** Begin Selected excerpt **

By Nancy McCabe Spalding MFA Faculty, Creative Nonfiction
“…reminiscing about my origins as a writer is not just a nostalgic act, but one that helps me to keep sight of the reasons why I write.”
I’m surprised by people who think of writing as drudgery, an onerous task we take on to punish ourselves only because of our unforgiving work ethics. For me, the need to write goes back to my childhood, when writing was just another game, like playacting or drawing. Writing, when I was young, was a pleasure, a refuge, solace, a chance to play, with no need to demand perfection from myself, and writing as an adult, is, much of the time, an attempt to recapture that experience.
Now, my best writing often happens when I reclaim that fearlessness that wasn’t limited by genre or deadlines or negative feedback or lack of experience or materials. Writing served for me as wish fulfillment, exploration, entertainment, vicarious living. At seven, my fondest wish was to live in a house with a balcony and be able to walk to school, so I wrote plotless stories about heroines who walked home from school every afternoon to sit on their balconies.
Chores became stories: while pulling weeds in my dad’s garden, I imagined I was a child laborer, a migrant weed puller, which evolved into a play written with my cousin, though we chickened out when it was time to perform it. I wrote whatever my material seemed to demand, blithely unaware of genre conventions: plays, stories, memoirs, poems, songs, parodies like another collaboration with cousins and my brother, a masterpiece about a lovely hamburger who met up with a hot dog and gradually formed a meal. That’s the way they all became the Brady’s Lunch. I even studied by writing: a journal of a girl during the Industrial Revolution, a completely static story called “Five Girls Discuss the American Revolution,” which I never showed to anyone but which impressed on me enough information to make an A on an eighth grade history test.
I loved writing so much that I was kind of excited when teachers made me write 100 times “I will not talk when the teacher is talking,” or, in the sixth grade, an essay on “What to Be Quiet Means.” I labored over an essay called “What Watt Two Bee Quiet Means Means,” a parody of my assigned punishment that my teacher checked off and tossed into the trash without reading.

** End Selected excerpt **
** Begin Dataset extract **

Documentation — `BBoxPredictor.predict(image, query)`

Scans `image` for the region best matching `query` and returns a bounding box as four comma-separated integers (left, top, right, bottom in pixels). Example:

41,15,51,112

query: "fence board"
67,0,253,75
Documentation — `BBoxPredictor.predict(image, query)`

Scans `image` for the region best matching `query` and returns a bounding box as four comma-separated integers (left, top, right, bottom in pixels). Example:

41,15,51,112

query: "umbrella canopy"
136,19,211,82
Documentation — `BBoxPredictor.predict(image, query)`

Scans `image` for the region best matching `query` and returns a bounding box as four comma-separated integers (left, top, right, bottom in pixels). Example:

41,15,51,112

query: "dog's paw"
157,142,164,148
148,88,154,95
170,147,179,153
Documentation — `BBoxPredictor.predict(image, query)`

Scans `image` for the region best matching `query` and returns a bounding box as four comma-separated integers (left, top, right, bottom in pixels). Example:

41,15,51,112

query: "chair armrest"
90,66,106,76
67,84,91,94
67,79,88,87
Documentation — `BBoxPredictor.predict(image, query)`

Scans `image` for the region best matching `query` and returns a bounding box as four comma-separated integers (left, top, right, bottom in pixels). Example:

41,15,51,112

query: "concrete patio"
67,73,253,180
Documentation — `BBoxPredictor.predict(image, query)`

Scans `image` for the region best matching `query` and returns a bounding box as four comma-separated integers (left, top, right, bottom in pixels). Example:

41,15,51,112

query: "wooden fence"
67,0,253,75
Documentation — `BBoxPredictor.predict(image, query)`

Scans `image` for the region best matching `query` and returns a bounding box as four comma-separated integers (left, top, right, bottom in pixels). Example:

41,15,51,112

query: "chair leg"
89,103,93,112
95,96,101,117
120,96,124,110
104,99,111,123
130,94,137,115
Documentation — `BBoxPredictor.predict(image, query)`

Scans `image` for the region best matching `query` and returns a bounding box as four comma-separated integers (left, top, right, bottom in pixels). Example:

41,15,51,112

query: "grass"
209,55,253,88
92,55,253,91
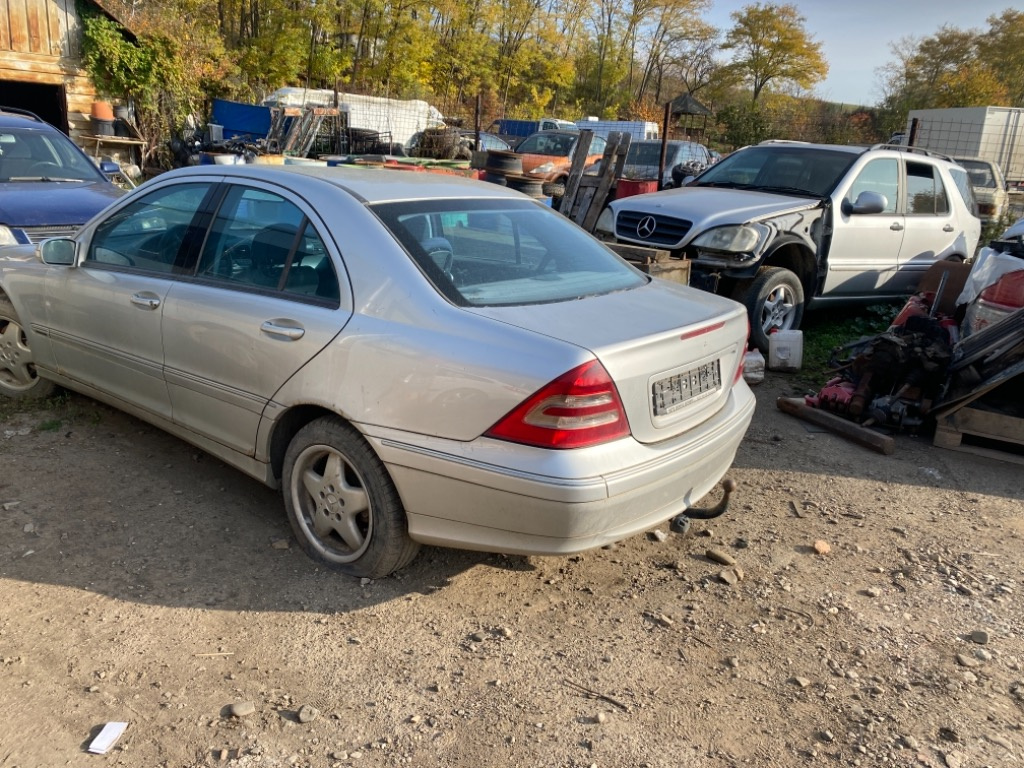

** End Dataset extract **

» Stated problem:
Update the passage of the essay on childhood writing between "Chores became stories: while" and "grade history test.", inclusive, rewriting it with "chickened out" replaced by "backed out". The rows come from a separate source.

» Task response:
Chores became stories: while pulling weeds in my dad’s garden, I imagined I was a child laborer, a migrant weed puller, which evolved into a play written with my cousin, though we backed out when it was time to perform it. I wrote whatever my material seemed to demand, blithely unaware of genre conventions: plays, stories, memoirs, poems, songs, parodies like another collaboration with cousins and my brother, a masterpiece about a lovely hamburger who met up with a hot dog and gradually formed a meal. That’s the way they all became the Brady’s Lunch. I even studied by writing: a journal of a girl during the Industrial Revolution, a completely static story called “Five Girls Discuss the American Revolution,” which I never showed to anyone but which impressed on me enough information to make an A on an eighth grade history test.